→ What to work on:
1. Reproduce the part of the Barbican post from "The Barbican takes" to "in the Barbican.", word for word.
2. For each statement below, say whether it agrees with the Barbican post. Answer yes or no and quote the words that decide it. (a) The rebuilding work proceeded during the decade 1963 to 1973. (b) The writer knows what the flats in the high-rise towers are like inside. (c) The City Wall was originally built in the Medieval period.

Saturday, May 5th 2012
As we are planning an out-of-town trip tomorrow, today was going to be an in-town day. We started with breakfast at Bill’s in White Lion Street and then went off to cruise the aisles in Sainsbury’s to gather provisions for the week ahead. Having put away the groceries and rested from our labours (and drunk tea while checking up on the online world), we set out again, heading for an interesting part of North London known as the Barbican.
The Barbican takes its name from features of the City Wall that passed through this area. The wall was originally built by the Romans and subsequently maintained and modified in the Medieval period. The wall tower in the above photo is pictured from one of the walkways in the Barbican.
It is impossible to describe the Barbican in a few words. The term “Barbican Complex” is used to describe the whole, which is in turn divided into the Barbican Estate, the Barbican Centre and the Museum of London. The whole area was devastated in a German air attack in 1940, flattening all the buildings. It was eventually decided to rebuild, starting from scratch and incorporating substantial residential accommodation. After substantial planning had been completed (though plans were modified even as building went ahead) this work proceeded during the decade 1963 to 1973.
The accommodation is of two types. Firstly, there are three high-rise towers (see the second photo above). While their design is very much of the age in which they were made, why anyone would deliberately set out to create something as ugly and depressing as this is beyond me. What the flats are like inside, I do not know. I can only hope the interior makes up for the brutal exterior.
Secondly, there are terraces of apartments in serried rows, somewhat reminiscent of the structures made by hive insects, set around squares or open spaces. The London Encyclopaedia (by Weinbreb et al) describes them thus: “Strongly influenced by le Corbusier and built to a very high standard, it manages to be at the same time both forbidding and intriguing, with an appropriate hint of the fortress in its massive theatricality”. Quite.
To the uninitiated visitor, the Barbican seems a place of corridors leading you on distant perspectives and of sudden open spaces whose purpose may or may not be obvious.
In the open spaces, you may come across a shop or a cafe or maybe the odd art work.
In the corridors, you may meet blank walls or rows of small front doors.

→ Source information:
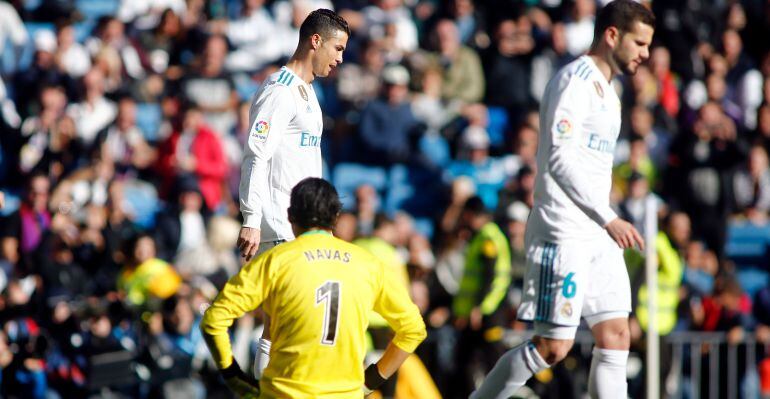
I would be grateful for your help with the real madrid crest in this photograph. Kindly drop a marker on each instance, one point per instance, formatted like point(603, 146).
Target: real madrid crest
point(599, 89)
point(302, 92)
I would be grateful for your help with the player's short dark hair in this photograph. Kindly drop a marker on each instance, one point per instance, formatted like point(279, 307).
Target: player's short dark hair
point(314, 203)
point(323, 22)
point(622, 14)
point(475, 206)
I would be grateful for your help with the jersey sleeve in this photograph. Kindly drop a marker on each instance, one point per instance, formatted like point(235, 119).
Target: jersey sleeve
point(396, 307)
point(271, 114)
point(564, 162)
point(243, 293)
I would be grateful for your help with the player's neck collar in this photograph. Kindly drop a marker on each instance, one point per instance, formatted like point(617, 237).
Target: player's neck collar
point(316, 231)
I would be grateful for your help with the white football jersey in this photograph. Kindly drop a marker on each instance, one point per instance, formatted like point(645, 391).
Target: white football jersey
point(579, 126)
point(284, 147)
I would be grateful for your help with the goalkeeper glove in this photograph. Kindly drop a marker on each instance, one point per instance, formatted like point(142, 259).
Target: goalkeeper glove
point(372, 379)
point(262, 357)
point(242, 384)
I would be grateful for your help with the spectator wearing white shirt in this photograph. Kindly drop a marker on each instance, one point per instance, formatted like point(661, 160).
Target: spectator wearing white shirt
point(95, 112)
point(253, 35)
point(580, 27)
point(11, 28)
point(384, 15)
point(124, 143)
point(145, 14)
point(71, 56)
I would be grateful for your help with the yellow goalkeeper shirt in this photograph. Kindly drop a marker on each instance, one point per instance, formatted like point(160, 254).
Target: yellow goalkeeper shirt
point(318, 291)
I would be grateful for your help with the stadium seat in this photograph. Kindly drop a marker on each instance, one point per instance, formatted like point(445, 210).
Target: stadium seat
point(498, 124)
point(148, 119)
point(747, 245)
point(10, 63)
point(346, 177)
point(752, 279)
point(142, 201)
point(435, 148)
point(94, 9)
point(83, 30)
point(245, 86)
point(413, 189)
point(424, 226)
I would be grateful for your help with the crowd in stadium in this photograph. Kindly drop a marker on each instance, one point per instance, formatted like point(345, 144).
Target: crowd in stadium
point(123, 122)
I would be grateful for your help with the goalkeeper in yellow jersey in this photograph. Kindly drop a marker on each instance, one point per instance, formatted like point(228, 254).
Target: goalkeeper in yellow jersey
point(318, 291)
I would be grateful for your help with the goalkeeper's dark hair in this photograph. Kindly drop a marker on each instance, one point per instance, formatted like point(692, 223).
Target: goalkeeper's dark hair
point(622, 14)
point(314, 203)
point(323, 22)
point(475, 206)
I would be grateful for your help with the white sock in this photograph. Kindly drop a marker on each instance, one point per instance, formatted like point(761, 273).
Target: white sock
point(511, 372)
point(607, 378)
point(262, 357)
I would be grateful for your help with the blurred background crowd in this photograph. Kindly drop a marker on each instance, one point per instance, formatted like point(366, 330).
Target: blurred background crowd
point(122, 124)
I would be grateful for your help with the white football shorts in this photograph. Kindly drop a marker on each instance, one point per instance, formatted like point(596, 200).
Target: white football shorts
point(568, 280)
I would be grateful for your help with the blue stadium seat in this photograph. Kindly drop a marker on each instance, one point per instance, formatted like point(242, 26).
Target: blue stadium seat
point(435, 148)
point(414, 190)
point(498, 124)
point(346, 177)
point(143, 201)
point(424, 226)
point(94, 9)
point(83, 30)
point(9, 62)
point(148, 119)
point(747, 245)
point(245, 86)
point(752, 279)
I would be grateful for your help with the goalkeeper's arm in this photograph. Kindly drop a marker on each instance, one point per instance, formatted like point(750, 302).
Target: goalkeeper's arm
point(376, 374)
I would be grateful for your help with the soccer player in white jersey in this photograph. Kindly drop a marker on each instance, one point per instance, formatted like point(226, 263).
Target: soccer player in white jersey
point(284, 143)
point(575, 241)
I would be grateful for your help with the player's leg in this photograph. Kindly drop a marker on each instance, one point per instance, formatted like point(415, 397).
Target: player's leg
point(607, 378)
point(262, 357)
point(551, 344)
point(555, 311)
point(606, 310)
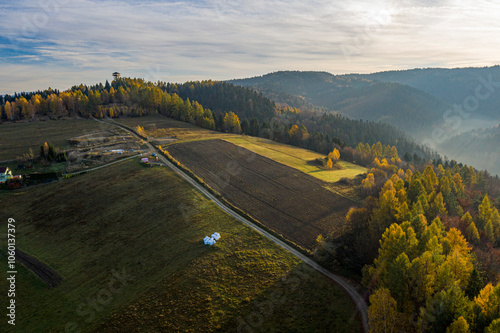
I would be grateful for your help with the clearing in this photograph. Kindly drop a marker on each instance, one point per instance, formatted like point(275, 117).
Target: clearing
point(297, 158)
point(147, 225)
point(284, 199)
point(165, 131)
point(18, 138)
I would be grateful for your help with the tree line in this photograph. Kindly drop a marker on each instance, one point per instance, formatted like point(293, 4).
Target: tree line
point(427, 241)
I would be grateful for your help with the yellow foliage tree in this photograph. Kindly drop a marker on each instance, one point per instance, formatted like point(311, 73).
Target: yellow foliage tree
point(329, 164)
point(382, 314)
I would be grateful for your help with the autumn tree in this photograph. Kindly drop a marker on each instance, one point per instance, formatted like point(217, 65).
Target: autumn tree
point(231, 123)
point(383, 315)
point(472, 233)
point(484, 212)
point(459, 326)
point(334, 155)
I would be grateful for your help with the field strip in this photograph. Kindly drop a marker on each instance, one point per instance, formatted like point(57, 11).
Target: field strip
point(102, 166)
point(351, 291)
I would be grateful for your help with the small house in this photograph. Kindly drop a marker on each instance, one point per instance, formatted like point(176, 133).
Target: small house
point(5, 173)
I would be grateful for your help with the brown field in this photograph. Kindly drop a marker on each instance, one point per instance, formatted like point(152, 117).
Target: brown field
point(284, 199)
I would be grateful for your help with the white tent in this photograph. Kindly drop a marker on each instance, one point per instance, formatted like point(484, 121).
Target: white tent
point(208, 241)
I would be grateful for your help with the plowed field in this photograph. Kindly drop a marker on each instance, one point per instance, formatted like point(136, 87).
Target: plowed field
point(284, 199)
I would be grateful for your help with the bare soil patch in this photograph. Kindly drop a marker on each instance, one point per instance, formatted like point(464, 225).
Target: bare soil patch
point(284, 199)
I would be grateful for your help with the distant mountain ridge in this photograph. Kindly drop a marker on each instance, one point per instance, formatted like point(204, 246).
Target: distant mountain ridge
point(480, 148)
point(410, 109)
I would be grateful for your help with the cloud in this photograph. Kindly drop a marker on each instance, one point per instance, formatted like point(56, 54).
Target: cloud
point(59, 43)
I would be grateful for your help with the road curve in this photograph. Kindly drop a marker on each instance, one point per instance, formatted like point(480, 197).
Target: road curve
point(351, 291)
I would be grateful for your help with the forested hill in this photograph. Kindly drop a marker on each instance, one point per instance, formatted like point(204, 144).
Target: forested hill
point(231, 109)
point(477, 147)
point(224, 97)
point(359, 97)
point(451, 85)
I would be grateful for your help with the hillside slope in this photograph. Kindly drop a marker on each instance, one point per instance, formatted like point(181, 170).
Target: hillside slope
point(410, 109)
point(450, 85)
point(147, 225)
point(479, 148)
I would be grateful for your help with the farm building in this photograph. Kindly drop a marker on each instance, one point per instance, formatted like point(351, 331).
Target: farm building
point(5, 173)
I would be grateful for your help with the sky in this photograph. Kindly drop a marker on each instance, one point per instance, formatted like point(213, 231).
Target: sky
point(61, 43)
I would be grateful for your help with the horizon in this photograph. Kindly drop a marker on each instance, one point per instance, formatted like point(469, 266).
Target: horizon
point(109, 79)
point(58, 43)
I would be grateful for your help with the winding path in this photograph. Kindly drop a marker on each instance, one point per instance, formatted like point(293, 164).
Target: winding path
point(357, 298)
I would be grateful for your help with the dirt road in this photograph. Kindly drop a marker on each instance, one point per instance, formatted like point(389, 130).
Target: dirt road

→ Solutions by task:
1.
The Barbican takes its name from features of the City Wall that passed through this area. The wall was originally built by the Romans and subsequently maintained and modified in the Medieval period. The wall tower in the above photo is pictured from one of the walkways in the Barbican.

2.
(a) Yes: "this work proceeded during the decade 1963 to 1973."
(b) No: "What the flats are like inside, I do not know."
(c) No: "The wall was originally built by the Romans and subsequently maintained and modified in the Medieval period."